_TEXTO DE LECTURA_:
Hay escritores que, como saben representar lo imposible bajo la capa de lo posible y hablar de la moral y del genio como si ambos no fuesen más que una fantasía y una arbitrariedad, despiertan un sentimiento exuberante de libertad, que hace que el hombre se ponga de puntillas y no pueda menos que empezar a danzar, a impulsos de su alegría interior.
207. Pensamientos inacabados.
Lo mismo que no sólo la edad viril, sino también la juventud y la infancia tienen un valor
en sí
y no han de ser consideradas en modo alguno como transiciones o puentes, igualmente los pensamientos que no han llegado a su total desarrollo tienen también su propio valor. Por eso no hay que enfadar a un poeta con una interpretación demasiado sutil, sino recrearse con la incertidumbre de su horizonte como si hubiese allí una vía abierta a múltiples ideas: estar en el umbral, aguardar como si se fuera a desenterrar un tesoro, como si al punto se fuera a hacer el feliz descubrimiento de unos profundos pensamientos. El poeta anticipa algo de la felicidad del pensador al descubrir una idea esencial, llenándonos así del deseo de lanzarnos hacia ella; pero surge la idea, nos roza la cabeza juguetona y despliega sus alas más bellas de mariposa; y sin embargo, se nos escapa.
208. El libro casi se convierte en hombre.
Para todo escritor constituye una sorpresa siempre nueva que su libro siga viviendo su propia vida, cuando se separa de él; tiene la misma impresión que un insecto al que se le desprende una parte de su cuerpo y ésta sigue en adelante su propio camino. Puede que olvide ese libro casi por completo, que supere las ideas que depositó en él, que incluso ya no lo comprenda y que haya perdido aquellas alas con las que emprendía el vuelo en la época en que lo concibió; sin embargo, el libro busca autores, enciende vidas, inspira miedo y alegría, engendra nuevas obras, se convierte en el alma de algunos proyectos, de ciertas acciones, en suma, aún no siendo una persona, vive como un ser dotado de alma y de espíritu. ¡Dichoso el autor que en su vejez puede decir que en sus escritos siguen viviendo todos sus pensamientos y todos sus sentimientos llenos de vida, de fuerza, de elevación y de
luz
, y que, aunque él no represente ya más que la ceniza gris, su fuego se ha salvado y propagado en todas direcciones! Si consideramos ahora que toda acción humana, no sólo un libro, acaba de algún modo produciendo otras acciones, decisiones o pensamientos, que todo lo que sucede se encadena indisolublemente a todo lo que sucederá, reconoceremos que existe una
inmortalidad
real, la del movimiento: todo lo que alguna vez fue puesto en movimiento será recogido, como un insecto en ámbar, y eternizado en el entramado total del ser.
209. Alegría en la vejez.
El pensador, así como el artista, que ha guardado en sus obras lo mejor de sí mismo, siente una alegría casi maligna al ver cómo su cuerpo y su espíritu son dañados y destruidos por el paso del tiempo, como si observara a un ladrón forzando su caja de caudales, sabiendo que está vacía y que todos sus tesoros se encuentran a buen recaudo.
210. Fecundidad serena.

_EJERCICIOS_:
1) Según el texto de lectura, ¿con qué se compara la impresión del escritor al ver que su libro sigue viviendo su propia vida?
2) Repite literalmente el fragmento del texto de lectura que va desde "El pensador, así" hasta "210. Fecundidad serena.", ambos incluidos.
Para resolver los ejercicios, básate solamente en el texto de lectura.

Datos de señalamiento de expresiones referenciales
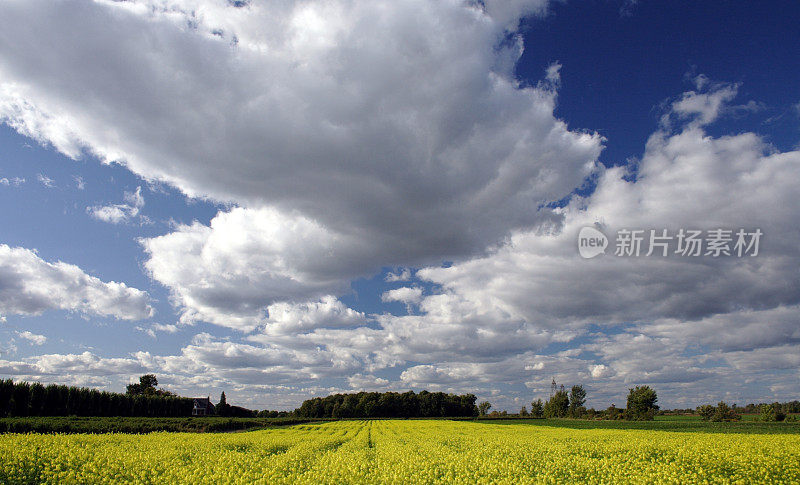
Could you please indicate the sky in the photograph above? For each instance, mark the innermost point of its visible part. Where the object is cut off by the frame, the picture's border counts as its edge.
(289, 199)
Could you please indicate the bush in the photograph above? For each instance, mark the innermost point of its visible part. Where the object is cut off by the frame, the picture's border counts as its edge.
(772, 412)
(706, 412)
(641, 404)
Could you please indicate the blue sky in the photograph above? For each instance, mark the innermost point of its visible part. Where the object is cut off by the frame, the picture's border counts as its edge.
(321, 197)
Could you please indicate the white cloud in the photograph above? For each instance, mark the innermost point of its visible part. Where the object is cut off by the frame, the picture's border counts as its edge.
(15, 181)
(368, 382)
(29, 286)
(120, 213)
(406, 294)
(45, 180)
(151, 330)
(32, 337)
(415, 146)
(403, 275)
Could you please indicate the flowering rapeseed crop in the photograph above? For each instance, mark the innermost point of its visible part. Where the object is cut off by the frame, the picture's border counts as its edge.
(403, 452)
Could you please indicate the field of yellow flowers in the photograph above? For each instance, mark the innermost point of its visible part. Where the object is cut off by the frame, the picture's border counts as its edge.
(403, 452)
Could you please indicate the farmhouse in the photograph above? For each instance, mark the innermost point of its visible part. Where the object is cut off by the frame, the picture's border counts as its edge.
(202, 407)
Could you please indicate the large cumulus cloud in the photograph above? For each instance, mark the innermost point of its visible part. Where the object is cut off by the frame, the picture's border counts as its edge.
(30, 285)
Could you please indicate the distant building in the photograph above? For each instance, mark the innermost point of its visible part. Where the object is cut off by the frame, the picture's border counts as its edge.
(202, 407)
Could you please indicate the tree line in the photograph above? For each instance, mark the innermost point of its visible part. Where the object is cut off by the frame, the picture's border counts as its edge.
(25, 399)
(389, 405)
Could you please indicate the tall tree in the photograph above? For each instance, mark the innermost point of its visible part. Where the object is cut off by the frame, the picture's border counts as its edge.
(641, 404)
(537, 408)
(577, 397)
(558, 405)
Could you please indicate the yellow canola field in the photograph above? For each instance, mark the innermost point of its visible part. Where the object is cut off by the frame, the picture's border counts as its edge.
(403, 452)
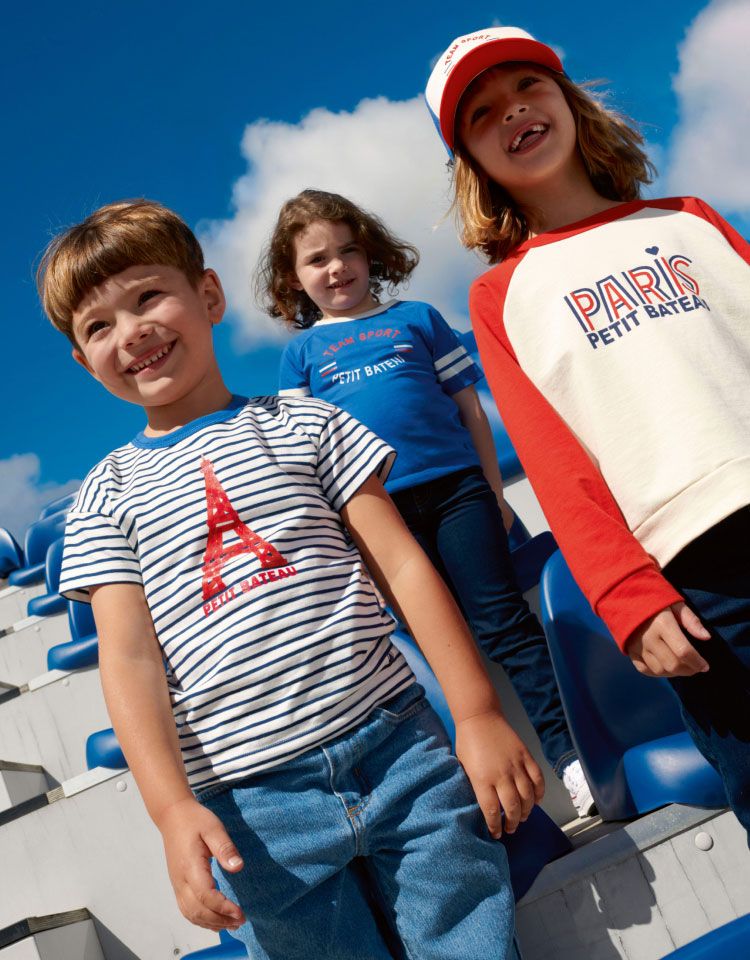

_RESPUESTAS_:
1) Con la impresión de un insecto al que se le desprende una parte del cuerpo y esta sigue en adelante su propio camino.

2)
El pensador, así como el artista, que ha guardado en sus obras lo mejor de sí mismo, siente una alegría casi maligna al ver cómo su cuerpo y su espíritu son dañados y destruidos por el paso del tiempo, como si observara a un ladrón forzando su caja de caudales, sabiendo que está vacía y que todos sus tesoros se encuentran a buen recaudo.
210. Fecundidad serena.